- _DIRECTIONS_
Convert the lines of the data into a JSON list of strings, one string per line, with blank lines omitted. Begin at the line that contains "Task: set a dot on every instance of the human arm" and stop at the end of the data.
== INFORMATION GIVEN
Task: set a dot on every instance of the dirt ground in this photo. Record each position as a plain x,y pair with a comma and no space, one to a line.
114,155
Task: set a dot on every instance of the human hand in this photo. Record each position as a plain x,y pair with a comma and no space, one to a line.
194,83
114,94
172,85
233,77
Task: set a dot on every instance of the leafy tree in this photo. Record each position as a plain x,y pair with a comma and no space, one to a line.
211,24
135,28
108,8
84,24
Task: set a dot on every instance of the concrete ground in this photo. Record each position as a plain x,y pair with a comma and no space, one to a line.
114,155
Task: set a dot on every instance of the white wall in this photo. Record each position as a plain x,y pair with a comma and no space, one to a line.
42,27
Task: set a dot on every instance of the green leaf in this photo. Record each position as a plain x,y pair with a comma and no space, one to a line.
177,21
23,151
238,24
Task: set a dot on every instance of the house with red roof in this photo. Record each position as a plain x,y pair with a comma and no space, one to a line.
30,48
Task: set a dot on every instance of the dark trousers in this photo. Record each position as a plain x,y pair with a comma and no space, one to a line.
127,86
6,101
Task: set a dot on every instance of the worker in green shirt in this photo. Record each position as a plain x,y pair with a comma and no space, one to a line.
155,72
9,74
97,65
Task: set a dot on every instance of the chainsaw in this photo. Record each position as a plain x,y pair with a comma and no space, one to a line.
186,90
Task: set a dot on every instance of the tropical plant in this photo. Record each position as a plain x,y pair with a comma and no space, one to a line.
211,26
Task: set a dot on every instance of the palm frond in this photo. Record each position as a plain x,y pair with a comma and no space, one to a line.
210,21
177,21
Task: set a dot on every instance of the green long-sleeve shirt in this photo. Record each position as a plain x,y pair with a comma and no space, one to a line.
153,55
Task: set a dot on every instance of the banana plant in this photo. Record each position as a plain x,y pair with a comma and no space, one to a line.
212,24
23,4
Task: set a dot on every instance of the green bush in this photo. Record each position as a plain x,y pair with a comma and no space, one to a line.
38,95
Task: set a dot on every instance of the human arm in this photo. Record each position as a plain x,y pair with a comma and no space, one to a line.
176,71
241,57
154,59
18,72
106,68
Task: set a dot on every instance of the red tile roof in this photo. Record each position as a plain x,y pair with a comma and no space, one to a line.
====
- _RESPONSE_
[
  "Task: set a dot on every instance of the human arm in this photo. Record each position as a plain x,y pair with a comma and no space, one to a line.",
  "176,71",
  "241,57",
  "154,59",
  "18,72",
  "106,68",
  "Task: set a dot on every instance of the red tile roof in this photo. Record each position as a plain x,y pair with a comma and no space, one to a line."
]